(Data to use begins)

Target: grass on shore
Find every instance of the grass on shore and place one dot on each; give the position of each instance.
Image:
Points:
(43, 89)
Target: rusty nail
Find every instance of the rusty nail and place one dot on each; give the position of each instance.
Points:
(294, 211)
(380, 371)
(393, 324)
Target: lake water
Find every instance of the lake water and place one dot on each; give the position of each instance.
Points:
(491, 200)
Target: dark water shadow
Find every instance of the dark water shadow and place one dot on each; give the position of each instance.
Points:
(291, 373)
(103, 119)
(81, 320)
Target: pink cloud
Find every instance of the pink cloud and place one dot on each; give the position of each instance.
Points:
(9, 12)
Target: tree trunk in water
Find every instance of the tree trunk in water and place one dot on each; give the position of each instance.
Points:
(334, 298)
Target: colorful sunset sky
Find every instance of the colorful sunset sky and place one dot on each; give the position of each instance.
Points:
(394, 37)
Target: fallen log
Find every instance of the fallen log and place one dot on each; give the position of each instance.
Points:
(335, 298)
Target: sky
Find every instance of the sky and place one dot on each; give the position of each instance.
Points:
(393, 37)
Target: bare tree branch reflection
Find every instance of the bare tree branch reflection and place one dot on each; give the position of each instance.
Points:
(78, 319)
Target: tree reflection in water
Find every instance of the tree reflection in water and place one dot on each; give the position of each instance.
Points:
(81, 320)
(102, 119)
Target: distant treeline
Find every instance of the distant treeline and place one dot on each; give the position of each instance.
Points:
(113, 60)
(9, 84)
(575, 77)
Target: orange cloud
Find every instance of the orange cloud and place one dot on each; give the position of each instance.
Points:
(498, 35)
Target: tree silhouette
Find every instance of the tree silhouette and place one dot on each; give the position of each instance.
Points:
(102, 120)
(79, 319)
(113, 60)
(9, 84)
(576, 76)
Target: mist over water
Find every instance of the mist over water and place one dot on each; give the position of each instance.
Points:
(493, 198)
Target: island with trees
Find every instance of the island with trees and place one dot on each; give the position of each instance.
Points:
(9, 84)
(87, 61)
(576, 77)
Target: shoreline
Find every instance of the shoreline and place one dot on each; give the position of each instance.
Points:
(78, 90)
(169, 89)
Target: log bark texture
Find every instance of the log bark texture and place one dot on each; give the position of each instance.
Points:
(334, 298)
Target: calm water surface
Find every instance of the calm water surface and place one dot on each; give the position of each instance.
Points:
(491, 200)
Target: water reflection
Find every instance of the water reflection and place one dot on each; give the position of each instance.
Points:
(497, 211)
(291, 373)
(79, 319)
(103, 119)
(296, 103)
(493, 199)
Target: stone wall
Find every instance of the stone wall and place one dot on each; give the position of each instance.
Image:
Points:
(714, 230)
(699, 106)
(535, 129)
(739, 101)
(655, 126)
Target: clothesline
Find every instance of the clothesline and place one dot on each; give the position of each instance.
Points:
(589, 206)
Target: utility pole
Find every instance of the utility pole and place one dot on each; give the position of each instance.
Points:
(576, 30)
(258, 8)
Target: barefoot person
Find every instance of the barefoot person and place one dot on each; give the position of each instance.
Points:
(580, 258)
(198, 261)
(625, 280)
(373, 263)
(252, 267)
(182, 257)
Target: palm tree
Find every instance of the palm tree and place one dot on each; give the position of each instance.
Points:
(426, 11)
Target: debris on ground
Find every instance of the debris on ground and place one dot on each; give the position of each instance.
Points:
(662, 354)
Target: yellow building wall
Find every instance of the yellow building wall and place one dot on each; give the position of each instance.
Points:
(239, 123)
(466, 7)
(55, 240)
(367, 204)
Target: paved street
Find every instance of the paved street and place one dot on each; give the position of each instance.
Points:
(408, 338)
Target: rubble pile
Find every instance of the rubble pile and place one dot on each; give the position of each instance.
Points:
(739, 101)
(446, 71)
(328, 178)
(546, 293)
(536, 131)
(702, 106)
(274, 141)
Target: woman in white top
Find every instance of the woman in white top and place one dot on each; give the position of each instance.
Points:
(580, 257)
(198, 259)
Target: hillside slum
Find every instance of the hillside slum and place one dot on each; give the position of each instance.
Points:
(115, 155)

(Data to use ends)

**About this exercise**
Reproduce each line of the records in which "ground" appears.

**Exercise solution**
Target: debris on ground
Find every instance of the debris on ground and place one dot on each; give the position of each instance.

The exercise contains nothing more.